**Texte fourni:**
Loi-MOORE-Frequence-processeur

loi de Moore et fréquences d’horloge (vitesse) que l’on voit bloquées à partir de 2004

Aujourd’hui en 2017, il faut savoir que la poursuite de la miniaturisation des processeurs  a atteint une gravure comprise entre 20 et 40nm (les processeurs de votre ordinateur). La fabrication de ces derniers va bientôt atteindre les limites extrêmes de la miniaturisation, c’est le fameux « Wall » de la loi Moore.

The Wall

Ce fameux Mur contourné une première fois en 2004, en bloquant la fréquence des processeurs, se rapproche de nouveau à grande vitesse et cela pour 2 raisons :
La première est le coût de fabrication qui devient trop prohibitif, c’est une chose de pousser des gravures de processeurs à 7nm en laboratoire, mais les produire en masse demande un investissement financier colossal (5 à 6 milliard US$ en moyenne par usine pour des 14nm actuellement) : c’est la loi de Rock.
La seconde est qu’en passant sous la barre des 5nm, on entre dans un nouveau monde…
Un peu comme Alice traversant le miroir, on arrive dans un univers de l’infiniment petit où les électrons deviennent des chapeliers toqués n’en faisant qu’à leur tête en sautant d’un transistor à l’autre, un univers où les lois de la physique classique ne tiennent plus. Cet univers : c’est la mécanique quantique.
Impossible donc de continuer sur cette voie de la miniaturisation.

Beaucoup de spécialistes programment donc une mort de la loi de Moore dont le couperet tomberait entre 2017 et 2022 pour toutes les raisons citées plus haut. Pour la première fois en mars 2016, même la sacro-sainte roadmap de la SIA diffusée ne se fixait plus comme objectif principal de coller à la loi de Moore… tremblement de terre !!!!

 « More Than Moore »

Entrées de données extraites
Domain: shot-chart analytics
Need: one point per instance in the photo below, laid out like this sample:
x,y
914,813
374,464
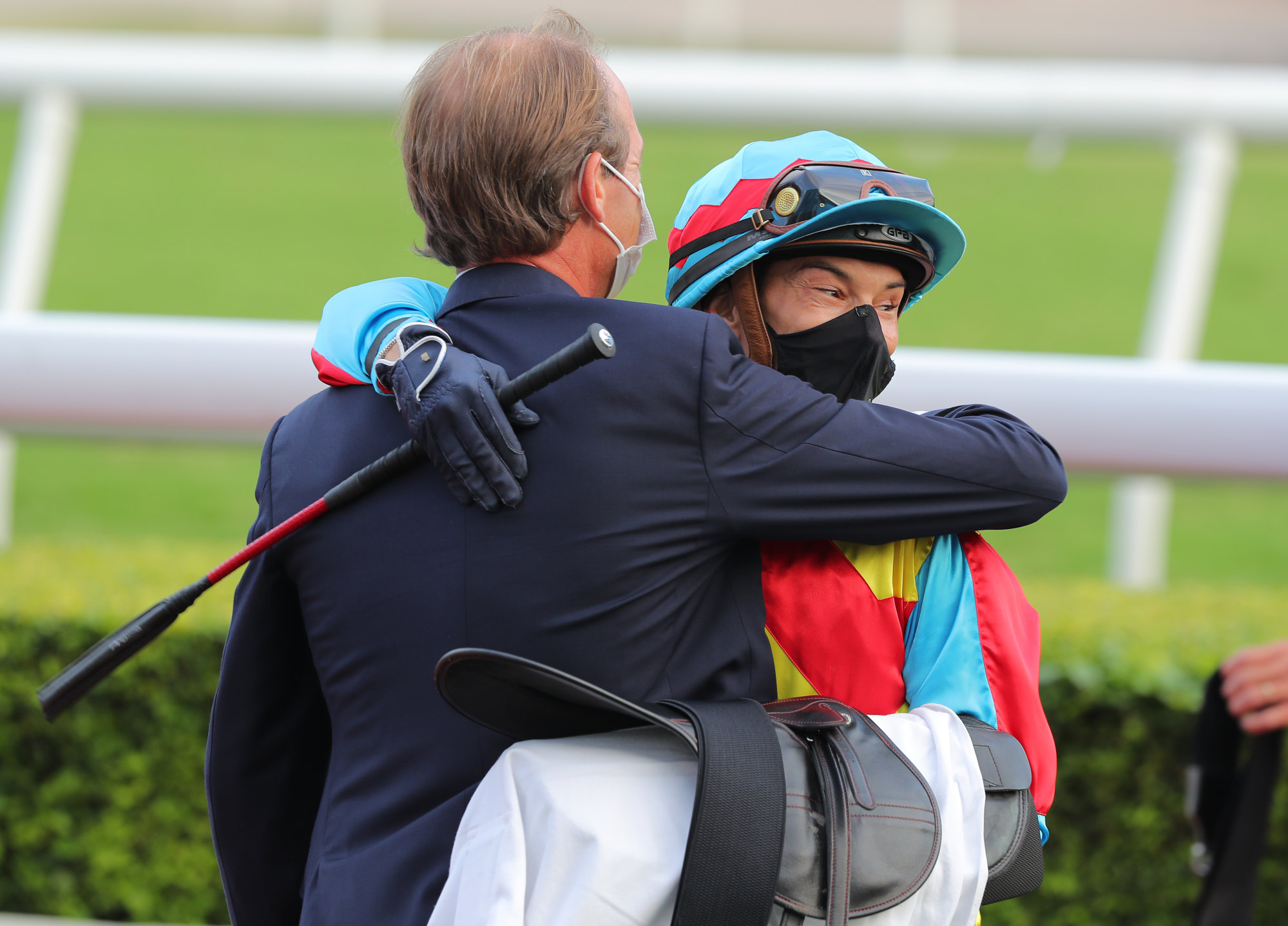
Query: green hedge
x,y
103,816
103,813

---

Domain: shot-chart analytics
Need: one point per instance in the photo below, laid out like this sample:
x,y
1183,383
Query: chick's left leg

**Consigne:** Rédigez la suite du texte sur la loi de Moore en partant de l'intertitre « More Than Moore ».

**Réponse attendue:**
Ceci ne veut pas dire que la progression des processeurs se stopperait nette mais que le gain de puissance risque de commencer à ralentir. Ceci amène à une autre problématique de taille, car économiquement si le besoin en renouvellement du parc mondial informatique tend à diminuer, les ressources financières des constructeurs ne seront plus suffisantes face au poids des investissements colossaux requis.

Je citerai Daniel REED, un scientifique spécialisé dans l’informatique de l’université de l’Iowa, qui nous explique que :

“My bet is that we run out of money before we run out of physics.”

Nous entrons donc dans une nouvelle ère : la loi de « More Than Moore » enterre cette fuite en avant permanente basée sur la puissance brute, laissant la place à une architecture de PC plus optimisée, certains parlent de processeur en 3D et non plus plat comme c’est le cas de nos jours, d’autres d’y intégrer la mémoire, de nouveaux matériaux (« millivolt switch »), l’architecture d’un processeur viendrait combler un besoin spécifique pour un portable, un voiture, voire un software particulier.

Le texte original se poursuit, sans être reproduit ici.